__Information shown__.
########################################

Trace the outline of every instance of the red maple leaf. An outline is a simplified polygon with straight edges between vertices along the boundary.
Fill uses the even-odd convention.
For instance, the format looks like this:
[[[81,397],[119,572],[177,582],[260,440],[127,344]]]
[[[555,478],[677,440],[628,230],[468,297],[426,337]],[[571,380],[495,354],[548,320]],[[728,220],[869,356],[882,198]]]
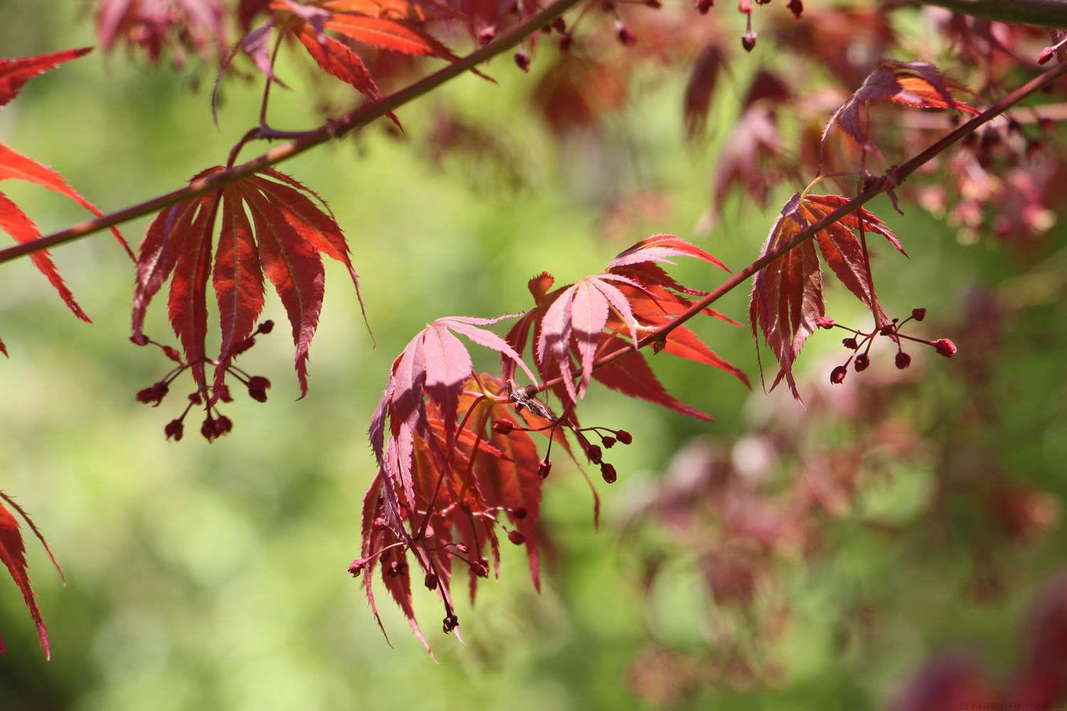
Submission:
[[[760,253],[761,257],[780,248],[846,201],[841,195],[793,195],[771,227]],[[748,316],[752,337],[757,339],[757,356],[760,352],[757,334],[759,328],[763,330],[764,341],[780,366],[770,386],[771,390],[785,378],[793,395],[800,400],[793,378],[793,362],[803,342],[815,332],[819,317],[826,313],[823,303],[823,270],[816,244],[823,259],[841,282],[867,307],[878,308],[881,320],[888,322],[870,287],[863,249],[854,230],[860,228],[862,220],[865,231],[881,235],[902,254],[904,248],[896,236],[874,214],[861,209],[860,215],[857,217],[853,213],[831,223],[814,240],[807,240],[793,247],[752,277]]]
[[[208,168],[193,180],[222,169]],[[222,220],[212,260],[211,237],[220,205]],[[322,308],[325,273],[320,255],[345,264],[359,296],[348,244],[329,208],[310,190],[272,168],[166,208],[149,225],[138,256],[134,340],[146,342],[142,330],[145,311],[173,275],[168,312],[185,352],[182,368],[192,372],[197,393],[213,404],[233,359],[251,344],[253,327],[264,308],[266,275],[292,326],[303,397],[307,392],[308,346]],[[205,353],[209,277],[222,336],[219,356],[213,359]],[[208,365],[214,367],[210,393]]]
[[[821,146],[826,144],[834,126],[855,140],[864,150],[881,156],[866,133],[865,117],[861,109],[872,101],[891,100],[919,109],[957,109],[977,114],[978,110],[953,97],[952,92],[967,92],[959,82],[950,79],[926,62],[895,62],[883,60],[867,75],[863,85],[841,104],[823,130]],[[969,92],[968,92],[969,93]]]
[[[0,59],[0,107],[14,99],[31,78],[55,67],[62,62],[82,56],[89,51],[90,48],[68,49],[52,54],[23,56],[15,60]],[[70,198],[95,215],[102,214],[96,206],[70,188],[59,173],[0,144],[0,180],[9,179],[36,183]],[[2,192],[0,192],[0,230],[11,235],[17,242],[23,243],[32,242],[41,237],[41,232],[33,221]],[[129,246],[126,245],[126,241],[123,240],[118,230],[112,227],[111,232],[123,247],[126,248],[130,257],[132,257],[133,255],[129,251]],[[63,277],[60,276],[48,252],[35,252],[30,255],[30,258],[41,273],[48,278],[52,287],[55,288],[63,302],[74,314],[82,321],[90,321],[89,316],[78,305],[74,294],[63,281]],[[7,351],[4,349],[2,342],[0,342],[0,353],[7,355]]]
[[[270,46],[272,31],[277,29],[278,42],[286,36],[296,37],[324,71],[353,86],[371,101],[377,101],[382,98],[381,90],[363,59],[348,42],[412,56],[435,56],[449,62],[459,59],[423,28],[426,17],[420,16],[418,7],[403,1],[338,0],[305,5],[292,0],[272,0],[269,4],[270,19],[245,34],[224,60],[222,70],[241,50],[269,80],[284,86],[274,75]],[[242,5],[242,18],[250,18],[261,10],[262,3]],[[328,34],[328,31],[344,41]],[[399,126],[392,113],[389,118]]]
[[[622,337],[628,336],[633,346],[641,335],[692,306],[689,296],[705,294],[678,284],[659,266],[659,263],[673,263],[671,257],[676,256],[694,257],[729,272],[718,259],[685,240],[656,235],[621,253],[603,273],[576,284],[550,291],[554,280],[547,273],[531,279],[529,289],[537,308],[515,324],[508,334],[508,341],[522,353],[532,332],[535,359],[541,377],[544,381],[562,378],[555,392],[567,405],[582,398],[589,379],[595,378],[632,397],[711,419],[668,395],[636,350],[615,363],[593,369],[599,356],[626,343]],[[712,309],[703,312],[739,325]],[[685,326],[671,330],[662,350],[729,372],[748,385],[740,370],[716,355]],[[634,360],[633,365],[624,362],[630,359]],[[511,373],[505,363],[505,377],[510,377]],[[575,376],[578,377],[577,386]]]
[[[37,639],[41,640],[41,648],[45,650],[45,658],[51,659],[51,649],[48,645],[48,630],[45,628],[45,619],[42,617],[41,609],[37,607],[37,601],[34,598],[33,587],[30,585],[30,577],[26,572],[28,565],[26,562],[26,546],[22,544],[22,534],[19,531],[18,520],[7,511],[4,502],[22,517],[22,520],[27,522],[30,530],[41,540],[45,550],[48,551],[48,556],[51,559],[52,565],[59,570],[61,578],[63,577],[63,570],[60,568],[60,564],[55,562],[55,556],[52,555],[52,551],[48,547],[48,543],[45,542],[45,537],[41,535],[41,531],[33,524],[30,517],[22,511],[21,506],[0,491],[0,562],[7,567],[7,572],[11,573],[12,580],[18,585],[18,589],[22,592],[22,599],[26,600],[26,607],[30,609],[30,615],[37,626]],[[4,649],[3,639],[0,639],[0,652],[3,655],[7,653],[6,649]]]
[[[241,12],[251,12],[242,2]],[[96,14],[96,33],[105,51],[123,39],[140,46],[155,63],[170,49],[177,66],[185,64],[185,50],[202,56],[222,54],[226,47],[227,9],[221,0],[102,0]]]
[[[381,566],[386,589],[428,651],[412,607],[409,554],[425,572],[424,583],[445,603],[446,631],[457,624],[448,621],[455,609],[453,565],[460,561],[467,567],[474,602],[478,579],[489,576],[487,554],[492,554],[493,569],[499,571],[497,529],[504,526],[504,514],[513,527],[508,538],[526,546],[530,576],[535,586],[540,585],[537,522],[541,459],[530,435],[521,427],[545,429],[550,423],[532,413],[519,417],[495,399],[507,392],[501,381],[488,374],[475,376],[469,370],[465,349],[448,333],[457,325],[490,333],[475,329],[469,321],[474,320],[435,322],[397,358],[394,376],[371,421],[370,440],[379,473],[364,499],[362,555],[350,568],[354,575],[366,568],[367,599],[378,618],[371,573]],[[489,348],[505,354],[510,351],[498,336],[490,336],[475,334]],[[467,369],[466,377],[444,398],[440,390],[425,385],[430,377],[442,383],[445,372],[431,376],[437,367],[430,365],[440,357],[459,360],[450,369],[457,377],[462,368]],[[420,366],[426,370],[417,374]],[[453,394],[458,397],[453,399]],[[415,418],[414,424],[403,419],[409,415]],[[505,431],[499,422],[511,426]],[[381,626],[380,618],[378,621]]]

########################################

Format every line above as a JSON list of strings, one string per line, with blank lines left out. Leave the picture out of the answer.

__Task response__.
[
  "Trace the outline of every instance of the red maple leaf. An outline is a simplified polygon with straight edges between vertices along the boundary.",
  "Fill uses the even-odd convention.",
  "For instance, the format looks like this:",
  "[[[81,397],[119,572],[177,582],[260,440],[127,344]]]",
  "[[[555,478],[677,440],[628,230],[468,297],[426,337]],[[571,380],[495,354],[548,320]],[[728,220],[869,356],[882,198]]]",
  "Submission:",
  "[[[760,253],[761,257],[780,248],[846,201],[841,195],[793,195],[771,227]],[[748,316],[752,337],[757,339],[757,356],[760,352],[757,334],[759,328],[763,330],[764,341],[780,366],[770,386],[771,390],[785,378],[793,395],[800,400],[793,378],[793,362],[803,342],[815,332],[819,317],[826,313],[823,303],[823,270],[816,244],[823,259],[841,282],[867,307],[878,308],[881,320],[888,322],[870,287],[863,249],[854,230],[860,228],[862,220],[865,231],[881,235],[902,254],[904,248],[896,236],[874,214],[861,209],[860,215],[857,217],[853,213],[831,223],[814,240],[807,240],[793,247],[752,277]]]",
  "[[[208,168],[193,180],[222,169]],[[222,220],[212,260],[211,237],[220,205]],[[322,308],[325,273],[320,255],[345,264],[359,296],[348,244],[329,208],[310,190],[272,168],[166,208],[149,225],[138,256],[134,340],[146,342],[142,330],[145,311],[173,275],[168,312],[185,352],[182,368],[192,372],[197,393],[213,404],[233,359],[251,344],[253,327],[264,308],[266,275],[292,326],[303,397],[307,392],[308,346]],[[205,353],[209,277],[222,336],[219,356],[213,359]],[[208,365],[214,367],[210,393]]]",
  "[[[821,146],[826,144],[834,126],[855,140],[864,150],[881,156],[866,133],[865,117],[861,109],[872,101],[891,100],[919,109],[957,109],[977,114],[978,110],[953,97],[952,92],[967,92],[959,82],[950,79],[926,62],[895,62],[883,60],[867,75],[863,85],[841,104],[823,130]],[[969,92],[968,92],[969,93]]]",
  "[[[0,59],[0,107],[14,99],[31,78],[55,67],[62,62],[82,56],[89,51],[90,48],[68,49],[52,54],[23,56],[15,60]],[[70,198],[95,215],[102,214],[96,206],[70,188],[59,173],[0,144],[0,180],[9,179],[36,183]],[[2,192],[0,192],[0,230],[11,235],[17,242],[23,243],[32,242],[41,237],[41,232],[33,221]],[[129,246],[126,245],[126,241],[123,240],[118,230],[112,227],[111,232],[123,247],[126,248],[130,257],[132,257],[133,255],[129,251]],[[63,277],[60,276],[48,252],[35,252],[30,255],[30,258],[41,273],[48,278],[52,287],[55,288],[63,302],[74,314],[82,321],[90,321],[89,316],[78,305],[74,294],[63,281]],[[7,351],[4,349],[2,342],[0,342],[0,353],[7,355]]]",
  "[[[270,46],[272,31],[277,29],[278,42],[286,36],[296,37],[324,71],[353,86],[371,101],[377,101],[382,98],[381,90],[363,59],[348,42],[412,56],[435,56],[449,62],[459,59],[423,28],[426,17],[420,16],[418,7],[403,1],[338,0],[305,5],[292,0],[272,0],[269,4],[270,19],[245,34],[224,60],[222,70],[241,50],[269,80],[284,86],[274,75]],[[242,5],[242,18],[250,18],[261,10],[262,3]],[[328,34],[328,31],[344,41]],[[399,126],[392,113],[389,118]]]",
  "[[[622,337],[628,336],[633,346],[641,335],[692,306],[689,296],[705,294],[678,284],[659,266],[659,263],[673,263],[671,257],[676,256],[694,257],[729,272],[718,259],[685,240],[656,235],[621,253],[603,273],[576,284],[550,291],[554,280],[547,273],[531,279],[529,289],[537,308],[515,324],[508,334],[508,341],[522,353],[532,332],[535,359],[541,377],[544,381],[562,378],[555,392],[567,405],[582,398],[589,379],[595,378],[632,397],[711,419],[668,395],[636,350],[615,363],[593,369],[599,356],[626,343]],[[712,309],[703,312],[739,325]],[[685,326],[671,330],[662,350],[729,372],[748,385],[740,370],[716,355]],[[634,360],[633,365],[624,362],[630,359]],[[511,373],[505,363],[505,377],[510,377]],[[575,376],[578,377],[577,386]]]",
  "[[[37,639],[41,640],[41,648],[45,650],[45,658],[51,659],[51,649],[48,645],[48,630],[45,628],[45,619],[42,617],[41,609],[37,607],[37,601],[34,598],[33,587],[30,585],[30,577],[26,572],[28,565],[26,562],[26,546],[22,544],[22,534],[19,531],[18,520],[7,511],[4,502],[22,517],[22,520],[27,522],[30,530],[41,540],[45,550],[48,551],[48,556],[51,559],[52,565],[59,570],[61,578],[63,577],[63,570],[60,568],[60,564],[55,562],[55,556],[52,555],[52,551],[48,547],[48,543],[45,542],[45,537],[41,535],[41,531],[33,524],[30,517],[22,511],[21,506],[0,491],[0,562],[7,567],[7,572],[11,573],[12,580],[18,585],[18,589],[22,592],[22,599],[26,600],[26,607],[30,609],[30,615],[37,626]],[[4,649],[3,639],[0,639],[0,652],[3,655],[7,653],[6,649]]]",
  "[[[241,12],[251,12],[242,2]],[[96,14],[96,33],[105,51],[123,39],[140,46],[155,63],[170,49],[177,66],[185,64],[185,50],[202,56],[222,54],[226,47],[227,9],[221,0],[102,0]]]",
  "[[[381,566],[386,589],[428,651],[412,607],[409,554],[425,572],[424,583],[445,603],[446,631],[457,624],[448,621],[455,609],[453,565],[460,561],[467,567],[474,602],[478,579],[489,576],[487,554],[492,554],[493,569],[499,571],[497,529],[504,526],[504,514],[513,527],[508,538],[526,546],[530,576],[535,586],[540,585],[537,522],[541,459],[530,435],[521,427],[545,429],[550,423],[532,413],[519,417],[495,399],[507,392],[501,381],[488,374],[475,376],[469,370],[465,349],[448,333],[457,325],[490,333],[475,329],[469,321],[474,320],[435,322],[397,358],[394,376],[371,421],[370,440],[379,473],[364,499],[362,555],[350,568],[354,575],[366,568],[367,599],[378,618],[371,573]],[[489,348],[505,354],[510,351],[498,336],[490,336],[475,334]],[[467,369],[466,377],[444,398],[440,390],[425,385],[430,377],[442,383],[445,372],[431,376],[437,367],[430,365],[440,357],[459,360],[450,369],[457,377],[462,368]],[[420,366],[426,370],[417,374]],[[453,394],[458,397],[453,399]],[[415,418],[414,424],[403,419],[409,415]],[[505,431],[499,422],[511,426]],[[381,626],[380,618],[378,621]]]"
]